Data to use

-- -- --

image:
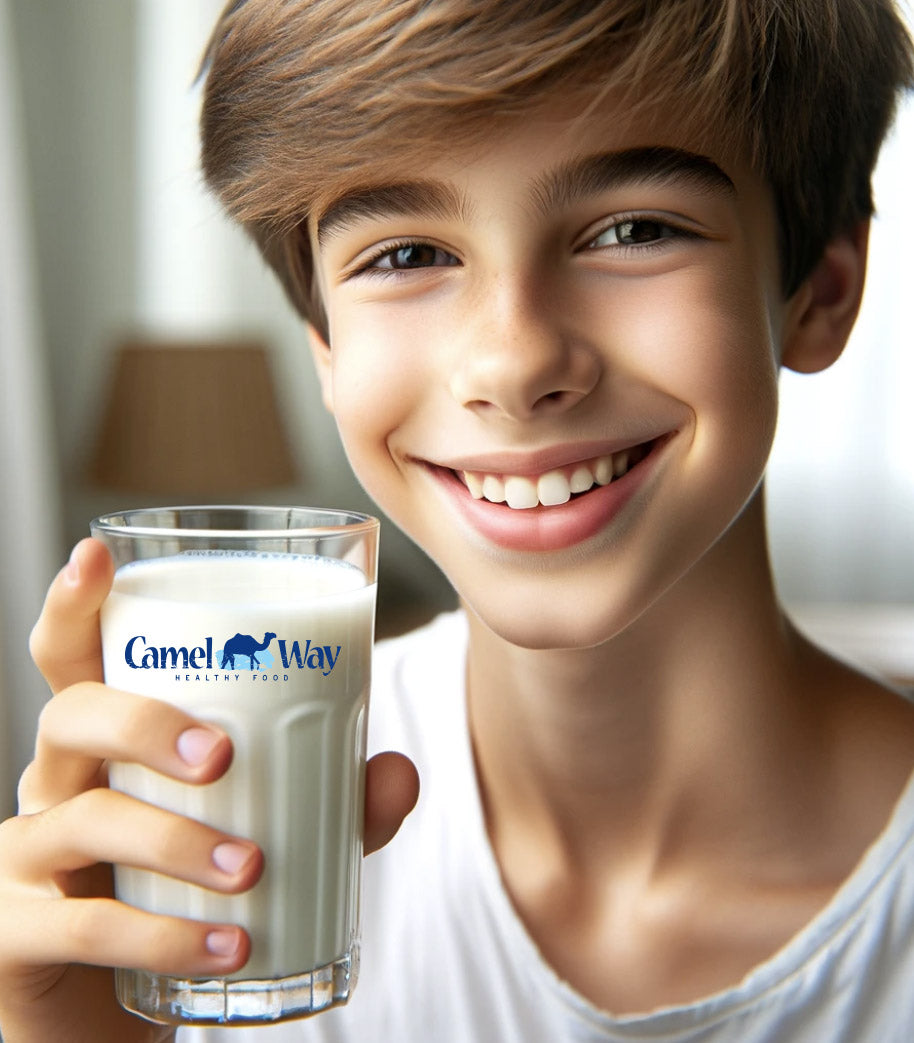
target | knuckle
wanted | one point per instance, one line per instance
(26, 794)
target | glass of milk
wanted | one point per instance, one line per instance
(260, 620)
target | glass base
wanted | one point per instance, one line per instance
(219, 1001)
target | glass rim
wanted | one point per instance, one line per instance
(118, 523)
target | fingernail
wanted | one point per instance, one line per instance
(223, 942)
(231, 857)
(196, 744)
(71, 572)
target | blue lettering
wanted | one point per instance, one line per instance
(128, 652)
(331, 658)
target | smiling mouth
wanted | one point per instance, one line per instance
(554, 487)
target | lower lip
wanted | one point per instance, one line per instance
(549, 528)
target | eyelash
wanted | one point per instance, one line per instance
(670, 229)
(671, 232)
(369, 265)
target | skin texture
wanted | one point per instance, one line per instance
(657, 751)
(652, 740)
(55, 853)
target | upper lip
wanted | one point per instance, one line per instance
(539, 461)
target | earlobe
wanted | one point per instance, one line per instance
(823, 310)
(320, 354)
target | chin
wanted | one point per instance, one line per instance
(545, 624)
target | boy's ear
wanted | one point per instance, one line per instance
(821, 314)
(320, 354)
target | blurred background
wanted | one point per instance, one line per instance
(118, 277)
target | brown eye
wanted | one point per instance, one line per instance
(414, 256)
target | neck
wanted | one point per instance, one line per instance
(657, 740)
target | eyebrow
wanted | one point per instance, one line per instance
(421, 198)
(560, 188)
(604, 171)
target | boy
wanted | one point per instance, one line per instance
(553, 256)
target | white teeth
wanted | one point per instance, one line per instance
(553, 488)
(521, 492)
(603, 470)
(494, 489)
(475, 484)
(581, 480)
(550, 489)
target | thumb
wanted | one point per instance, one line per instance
(66, 643)
(391, 790)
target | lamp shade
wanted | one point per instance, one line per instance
(191, 418)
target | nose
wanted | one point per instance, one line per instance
(521, 358)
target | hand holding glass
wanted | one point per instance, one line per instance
(259, 620)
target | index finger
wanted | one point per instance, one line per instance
(66, 641)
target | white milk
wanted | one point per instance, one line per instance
(295, 782)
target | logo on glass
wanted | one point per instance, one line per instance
(239, 652)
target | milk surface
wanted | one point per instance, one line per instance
(294, 634)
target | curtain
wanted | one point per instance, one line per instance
(29, 510)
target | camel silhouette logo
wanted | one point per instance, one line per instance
(247, 647)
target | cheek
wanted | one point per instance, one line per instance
(711, 346)
(375, 376)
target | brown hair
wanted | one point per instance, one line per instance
(309, 96)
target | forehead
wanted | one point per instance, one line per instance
(555, 152)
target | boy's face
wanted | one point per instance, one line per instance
(527, 316)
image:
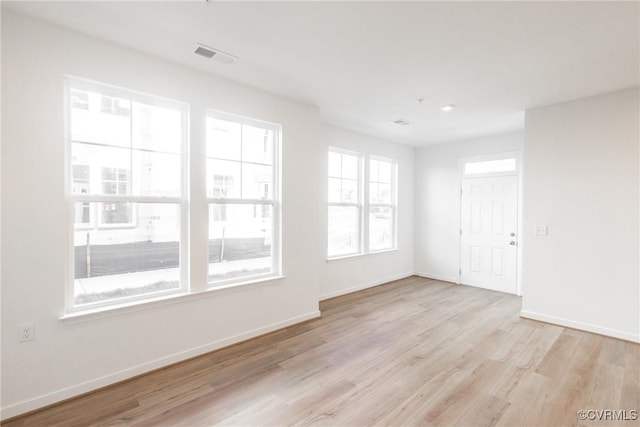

-- -- --

What is expected
List each line of the records that contains the word "logo".

Worked answer
target | logo on glass
target | camel silhouette logo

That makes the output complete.